**Texte source:**
Question sur la responsabilisation collective non seulement des enseignants, mais aussi des parents et des élèves

05/03/2024

Question orale de Mme Stéphanie Cortisse, Députée, à Mme Caroline Désir, Ministre de l'Éducation, à propos de la responsabilisation collective non seulement des enseignants, mais aussi des parents et des élèves

Mme Stéphanie Cortisse (MR). – Madame la Ministre, je vous interroge régulièrement sur l'amélioration des relations entre les familles et les écoles, qui est une nécessité identifiée par le Groupe central dans son avis n° 3 sur le Pacte pour un enseignement d'excellence. Ce besoin s'est encore accru depuis la crise sanitaire.

Lors de mes visites de terrain, j'ai constaté que les directions et les équipes éducatives avaient à cœur de travailler sur ce point. Deux principales problématiques, qui sont aussi importantes l'une que l'autre, ressortent. D'un côté, plus souvent dans les écoles à indice socioéconomique (ISE) faible, les parents sont démissionnaires et ne s'intéressent pas du tout à l'école. D'un autre côté, plus souvent dans les écoles à ISE plus élevé, les parents font de l'ingérence notamment dans le volet pédagogique et le travail des enseignants. Il faut bien sûr éviter de faire des généralités, mais ces deux phénomènes apparaissent. En outre, l'école est de plus en plus mise sous pression, ce qui tend à déresponsabiliser les parents et à surcharger les équipes éducatives qui ne devraient se concentrer que sur le pédagogique.

L'avis n° 3 du Groupe central prévoit de «réaliser un cadastre des différents types de dispositifs formels et informels qui favorisent des relations de confiance avec les familles». Néanmoins, lors de la réunion du 21 novembre dernier de notre commission, Madame la Ministre, vous m'avez dit avoir abandonné ce projet, car les données recueillies seraient malheureusement inexploitables. Vous avez ajouté que la thématique restait à l'ordre du jour, mais que les responsables du chantier consacré à cette question œuvraient pour une alternative plus pratique à mettre à disposition des écoles.

Madame la Ministre, quel est cet outil alternatif au cadastre et quelles sont les mesures que vous allez prendre pour améliorer concrètement les relations entre familles et écoles, comme c'est prévu par le Pacte? Quel est l'état d'avancement de ces travaux? Quand doivent-ils aboutir?

**Matériel fourni:**
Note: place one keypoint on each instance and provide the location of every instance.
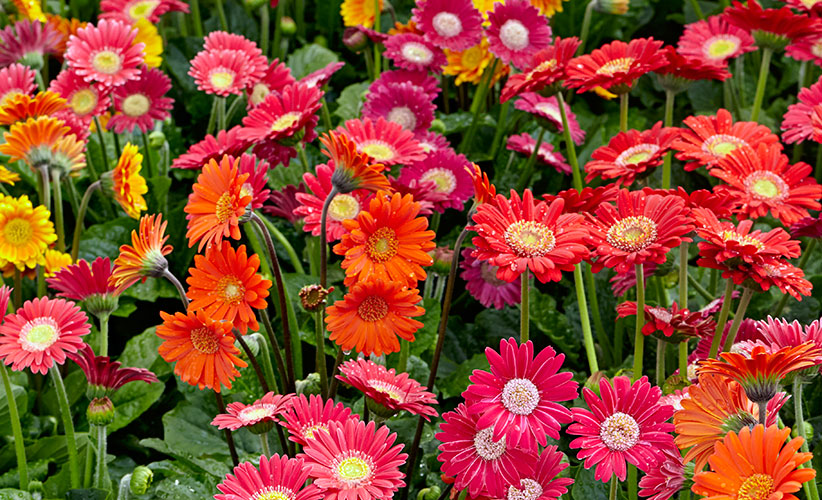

**Exercice proposé A:** Dans la question orale sur la responsabilisation des parents et des élèves, reformulez sous forme de liste plus concise le paragraphe qui commence par « Lors de mes visites de terrain », en conservant ses faits principaux.
**Exercice proposé B:** Rédigez la suite de la question orale sur la responsabilisation des parents et des élèves, en reprenant après sa dernière phrase.

**Réponse rédigée A:**
- Sur le terrain, les directions et les équipes éducatives tiennent à travailler sur les relations entre familles et écoles.
- Deux problématiques d'importance égale ressortent :
  - dans les écoles à indice socioéconomique (ISE) faible, le plus souvent, les parents sont démissionnaires et se désintéressent de l'école ;
  - dans les écoles à ISE plus élevé, le plus souvent, les parents s'ingèrent dans le volet pédagogique et dans le travail des enseignants.
- Il faut éviter les généralités, mais ces deux phénomènes sont observés.
- La pression croissante sur l'école tend à déresponsabiliser les parents et à surcharger les équipes éducatives, qui ne devraient se consacrer qu'au pédagogique.

**Réponse rédigée B:**
En outre, certains enseignants ont l'impression que les mesures du Pacte ne reposent que sur le personnel enseignant. Lors de la réunion du 21 novembre dernier de notre commission, je vous ai livré le témoignage d'une enseignante à ce sujet. Le Pacte suit bien une logique de responsabilisation des acteurs de l'enseignement: d'une part, il renforce le pilotage de chaque établissement scolaire et renforce la dynamique collective et, d'autre part, il prévoit l'évaluation individuelle de chaque enseignant. Par contre, jusqu'à présent, aucune mesure ne vise à responsabiliser des élèves et leurs parents.

L'avis n°3 du Groupe central précise ceci: «La responsabilisation collective de l'établissement ne se restreint pas aux seuls enseignants: elle doit s'étendre aux parents via l'association des parents et à d'autres acteurs pertinents de l'environnement de l'école via le Conseil de participation. Elle doit bien sûr aussi s'étendre aux élèves.» Il n'est toutefois pas suffisant de s'en référer aux associations de parents, parce que toutes les écoles n'en disposent pas et parce que tous les parents qui en font partie font déjà preuve de bonne volonté. De même, il ne suffit pas de se reposer sur les conseils de participation (Copa), car toutes les écoles n'en ont pas encore ou ne les convoquent pas régulièrement, en sus du fait que seuls quelques parents volontaires en sont membres. L'objectif à atteindre est de responsabiliser tous les parents et tous les élèves.

Le Pacte évoque un «partenariat éducatif durable et constructif entre les équipes éducatives et les parents d'enfants/élèves de tous les milieux socio-économiques et culturels», sans pousser davantage la réflexion.

Ne faut-il pas aller plus loin que les mesures préconisées par le Pacte pour responsabiliser toutes les familles, parents et élèves aux enjeux de l'enseignement? Des mesures sont-elles prévues? Si oui, lesquelles? Dans le cas contraire, allez-vous lancer un chantier à cette fin, comme prévu dans le Pacte? Pourquoi ne pas imaginer un véritable contrat conclu entre les écoles, les parents et les élèves et centré sur les valeurs de l'effort, du travail, du mérite et du plaisir d'apprendre? C'est aussi à travers des mesures de ce type que nous améliorerons véritablement notre enseignement, ce qui constitue l'un des objectifs du Pacte et une demande des professionnels de terrain.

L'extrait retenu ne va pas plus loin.